Data on where objects are located
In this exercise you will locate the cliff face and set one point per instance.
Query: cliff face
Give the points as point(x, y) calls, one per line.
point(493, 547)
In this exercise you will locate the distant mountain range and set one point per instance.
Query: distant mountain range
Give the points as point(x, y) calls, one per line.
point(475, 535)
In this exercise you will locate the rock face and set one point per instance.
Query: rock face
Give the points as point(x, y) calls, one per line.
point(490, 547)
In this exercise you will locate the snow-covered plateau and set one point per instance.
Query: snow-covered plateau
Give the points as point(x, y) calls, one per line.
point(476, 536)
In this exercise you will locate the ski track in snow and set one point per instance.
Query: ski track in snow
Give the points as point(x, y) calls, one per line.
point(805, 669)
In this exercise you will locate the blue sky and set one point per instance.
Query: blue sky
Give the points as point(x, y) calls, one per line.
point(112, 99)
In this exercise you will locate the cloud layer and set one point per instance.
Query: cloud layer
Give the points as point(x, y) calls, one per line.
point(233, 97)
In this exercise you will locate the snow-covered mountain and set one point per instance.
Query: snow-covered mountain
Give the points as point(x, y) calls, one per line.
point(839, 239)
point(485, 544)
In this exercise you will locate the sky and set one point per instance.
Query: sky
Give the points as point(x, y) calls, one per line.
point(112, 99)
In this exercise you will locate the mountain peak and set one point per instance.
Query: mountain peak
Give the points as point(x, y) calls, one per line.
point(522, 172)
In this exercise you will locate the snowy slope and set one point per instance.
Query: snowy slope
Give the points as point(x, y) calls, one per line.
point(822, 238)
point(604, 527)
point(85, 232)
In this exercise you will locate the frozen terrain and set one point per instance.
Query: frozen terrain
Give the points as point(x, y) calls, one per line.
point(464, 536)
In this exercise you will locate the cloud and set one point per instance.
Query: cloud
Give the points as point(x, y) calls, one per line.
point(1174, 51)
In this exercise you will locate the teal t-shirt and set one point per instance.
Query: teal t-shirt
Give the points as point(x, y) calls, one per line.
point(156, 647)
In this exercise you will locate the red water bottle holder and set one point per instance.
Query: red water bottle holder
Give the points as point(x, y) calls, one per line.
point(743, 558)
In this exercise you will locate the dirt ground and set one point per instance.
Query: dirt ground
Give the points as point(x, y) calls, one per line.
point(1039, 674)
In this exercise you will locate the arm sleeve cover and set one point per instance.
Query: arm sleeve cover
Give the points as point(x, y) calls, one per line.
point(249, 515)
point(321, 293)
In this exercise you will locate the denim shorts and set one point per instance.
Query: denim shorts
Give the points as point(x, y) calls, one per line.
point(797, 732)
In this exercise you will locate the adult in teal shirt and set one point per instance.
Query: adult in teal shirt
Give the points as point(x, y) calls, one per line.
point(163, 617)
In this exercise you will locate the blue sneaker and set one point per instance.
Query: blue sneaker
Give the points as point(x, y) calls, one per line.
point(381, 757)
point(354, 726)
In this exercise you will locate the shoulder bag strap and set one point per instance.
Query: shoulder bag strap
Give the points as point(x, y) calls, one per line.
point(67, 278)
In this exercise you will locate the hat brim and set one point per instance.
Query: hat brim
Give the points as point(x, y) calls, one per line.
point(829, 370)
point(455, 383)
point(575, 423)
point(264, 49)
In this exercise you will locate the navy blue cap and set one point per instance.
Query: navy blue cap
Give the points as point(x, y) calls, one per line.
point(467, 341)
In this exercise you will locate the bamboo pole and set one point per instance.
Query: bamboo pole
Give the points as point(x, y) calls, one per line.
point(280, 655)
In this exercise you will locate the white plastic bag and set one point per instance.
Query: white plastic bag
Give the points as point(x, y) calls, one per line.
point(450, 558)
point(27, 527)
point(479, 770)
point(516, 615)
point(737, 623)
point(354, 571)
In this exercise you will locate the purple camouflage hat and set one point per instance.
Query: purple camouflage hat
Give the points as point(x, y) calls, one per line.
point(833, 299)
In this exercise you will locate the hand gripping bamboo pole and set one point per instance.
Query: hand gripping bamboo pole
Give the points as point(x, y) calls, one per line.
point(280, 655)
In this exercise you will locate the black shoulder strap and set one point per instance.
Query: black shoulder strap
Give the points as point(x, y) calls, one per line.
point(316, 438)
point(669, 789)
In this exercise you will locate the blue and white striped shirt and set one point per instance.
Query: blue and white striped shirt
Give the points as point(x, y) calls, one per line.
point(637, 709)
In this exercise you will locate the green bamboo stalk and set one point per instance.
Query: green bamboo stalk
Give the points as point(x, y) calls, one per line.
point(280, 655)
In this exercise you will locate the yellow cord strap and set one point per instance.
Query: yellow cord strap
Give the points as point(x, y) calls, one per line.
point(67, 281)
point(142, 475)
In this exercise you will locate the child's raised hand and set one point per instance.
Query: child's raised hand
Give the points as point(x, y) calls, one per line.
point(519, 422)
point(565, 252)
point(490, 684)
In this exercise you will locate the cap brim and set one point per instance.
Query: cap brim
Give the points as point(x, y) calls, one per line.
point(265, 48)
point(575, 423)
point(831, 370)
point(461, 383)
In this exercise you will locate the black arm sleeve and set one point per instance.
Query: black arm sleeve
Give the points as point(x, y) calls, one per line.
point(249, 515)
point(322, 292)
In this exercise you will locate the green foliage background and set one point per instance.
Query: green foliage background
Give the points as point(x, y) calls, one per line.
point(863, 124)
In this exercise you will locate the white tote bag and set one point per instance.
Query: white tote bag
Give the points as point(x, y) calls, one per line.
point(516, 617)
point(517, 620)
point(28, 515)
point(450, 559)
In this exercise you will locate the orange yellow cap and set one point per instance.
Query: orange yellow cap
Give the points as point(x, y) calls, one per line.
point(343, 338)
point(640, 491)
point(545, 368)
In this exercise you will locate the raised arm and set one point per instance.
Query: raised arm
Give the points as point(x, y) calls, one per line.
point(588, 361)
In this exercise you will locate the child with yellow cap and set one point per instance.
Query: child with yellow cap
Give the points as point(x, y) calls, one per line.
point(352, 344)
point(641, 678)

● **Short problem**:
In all of the data above, replace "set one point per instance" with "place one point on each instance" and leave every other line as it is.

● **Finished task**:
In this exercise you will locate the cliff face and place one point on each instance.
Query: cliff face
Give the points as point(x, y) calls, one per line.
point(493, 547)
In this exercise you will locate the distant mountain range and place one point on each instance.
Query: distant mountain range
Give the points as point(x, y) calls, one per line.
point(475, 535)
In this exercise you will locate the rock face and place one point on each instance.
Query: rock face
Give the points as point(x, y) calls, one per line.
point(490, 547)
In this exercise you will locate the snow-covered plateau and place one point on each instance.
Query: snow-covered plateau
Give the points as point(x, y) calls, one per line.
point(476, 536)
In this exercise you will locate the ski track in snow and place one point on each instance.
Query: ski track in snow
Give the points as point(x, y) calls, one per line.
point(805, 669)
In this exercise you will locate the blue sky and place one point on each instance.
Query: blue sky
Give the points as point(x, y) calls, one per line.
point(112, 99)
In this exercise you will locate the cloud layer and place one point on each instance.
Query: cloud layer
Give the points as point(x, y) calls, one per line.
point(233, 97)
In this exercise you will locate the snow-covered mountain and place one point on each instance.
Query: snow-covered mountain
Give the points as point(x, y) calls, one per line.
point(839, 239)
point(485, 544)
In this exercise you will locate the sky and place one point on each instance.
Query: sky
Give the points as point(x, y) calls, one per line.
point(112, 99)
In this exercise you will locate the mountain peak and place one point on each instance.
Query: mountain peak
Give the points as point(x, y) calls, one per line.
point(522, 172)
In this exercise you will locate the snowy slope and place one point on each instance.
Query: snowy slope
Give the points as point(x, y) calls, one per line.
point(822, 238)
point(604, 527)
point(85, 232)
In this exercise you will locate the frozen terrain and place one point on each instance.
Query: frozen terrain
Give the points as point(x, y) calls, one per line.
point(464, 536)
In this exercise you will locate the cloud and place one point on each instance.
Query: cloud
Give the points as point(x, y) calls, one per line.
point(1174, 51)
In this exercise you will locate the teal t-shirt and place one point on each instance.
Query: teal t-shirt
Give the points as point(x, y) calls, one per line.
point(156, 647)
In this exercise you will locate the red water bottle holder and place one point on each instance.
Query: red water bottle holder
Give the points as point(x, y) calls, one per line.
point(743, 558)
In this exercise you will locate the dirt ground and place one point on each instance.
Query: dirt ground
Give the points as point(x, y) calls, one per line.
point(1039, 674)
In this exercise you will locate the arm sleeve cover and place one point on each instance.
Query: arm sleeve cover
Give the points as point(x, y) calls, one per line.
point(249, 515)
point(321, 293)
In this exercise you will locate the denim shorts and place one point on each instance.
Query: denim shorts
Give the points as point(x, y) calls, one per line.
point(797, 732)
In this exercise you will locate the adult in teal shirt and place one point on each instance.
Query: adult in teal shirt
Give the points as point(x, y) calls, one per line.
point(163, 617)
In this exercise you will locate the blue sneaker and place one point on each instance.
Query: blue sneaker
Give the points as point(x, y) calls, one per line.
point(381, 757)
point(354, 726)
In this exercise you will locate the shoulder bag strap and place one point on each instance.
Query: shoulder bag strap
Give the points as point(x, y) calls, one per line.
point(67, 278)
In this exercise you will locate the hat brim and place one point on each instance.
Query: hat brim
Give the points as point(x, y) calls, one per line.
point(829, 370)
point(455, 383)
point(575, 423)
point(264, 49)
In this exercise you will locate the navy blue cap and place one point on each instance.
Query: navy blue cap
Give the points as point(x, y) calls, one per line.
point(467, 341)
In this exercise you will locate the bamboo pole and place one point on each instance.
Query: bamboo pole
Give the points as point(x, y) calls, one per line.
point(280, 655)
In this exercise you will locate the white plastic bag and place one point on each instance.
Query: white plastic bag
Give the points as point(x, y) calls, one per line.
point(450, 558)
point(27, 527)
point(479, 770)
point(516, 615)
point(737, 623)
point(354, 571)
In this exercise you will locate the purple camouflage hat and place one point on each instance.
Query: purple camouflage hat
Give the points as point(x, y) calls, one per line.
point(833, 299)
In this exercise you will locate the hand gripping bamboo pole and place one point on each instance.
Query: hand gripping bamboo pole
Give the points as point(x, y) calls, one per line.
point(280, 655)
In this exercise you will locate the black shoulder strap and place one point on each instance.
Query: black shoulder strap
Give the points as point(x, y) calls, one per line.
point(316, 438)
point(669, 789)
In this exercise you will locate the blue and white striped shirt and place one point on each instance.
Query: blue and white striped shirt
Give the points as point(x, y) calls, one per line.
point(637, 709)
In this exercise you will locate the green bamboo stalk and place one point on each instance.
Query: green bamboo stalk
Give the points as point(x, y) calls, one per line.
point(280, 655)
In this exercise you will locate the yellow cord strap and place one point on each instance.
Query: yellow cord strap
Give the points as point(x, y) calls, one per line.
point(67, 281)
point(142, 475)
In this exercise you will locate the child's raised hand and place one point on each instance.
Query: child's raised hand
Give the points as point(x, y) calls, one per line.
point(519, 422)
point(565, 252)
point(490, 684)
In this exercise you will locate the cap brim and place one point on each instance.
Query: cap brim
Give the points as point(x, y) calls, one per line.
point(265, 48)
point(575, 423)
point(831, 370)
point(461, 383)
In this exercise you will locate the black arm sleeve and place one point on each instance.
Query: black arm sleeve
Give the points as point(x, y) calls, one per line.
point(249, 515)
point(322, 292)
In this exercise you will locate the green foliage background and place one point on each instance.
Query: green foliage background
Give the points as point(x, y) calls, one per line.
point(863, 124)
In this exercise you will locate the white tote bag and place one point on each instance.
Query: white tote bag
Give the points as point(x, y) calls, one per line.
point(516, 617)
point(517, 620)
point(28, 515)
point(450, 559)
In this exercise you will locate the orange yellow cap and place one point on each instance.
Query: orange yellow cap
Give the points as point(x, y) calls, one per line.
point(343, 338)
point(640, 491)
point(545, 368)
In this exercise you will locate the raised arm and place one point on each instance.
Query: raised arm
Give the points as point(x, y) calls, one per line.
point(588, 361)
In this exercise you will locate the child with yellow cap and place one point on each instance.
Query: child with yellow cap
Give the points as point(x, y) calls, one per line.
point(352, 344)
point(641, 678)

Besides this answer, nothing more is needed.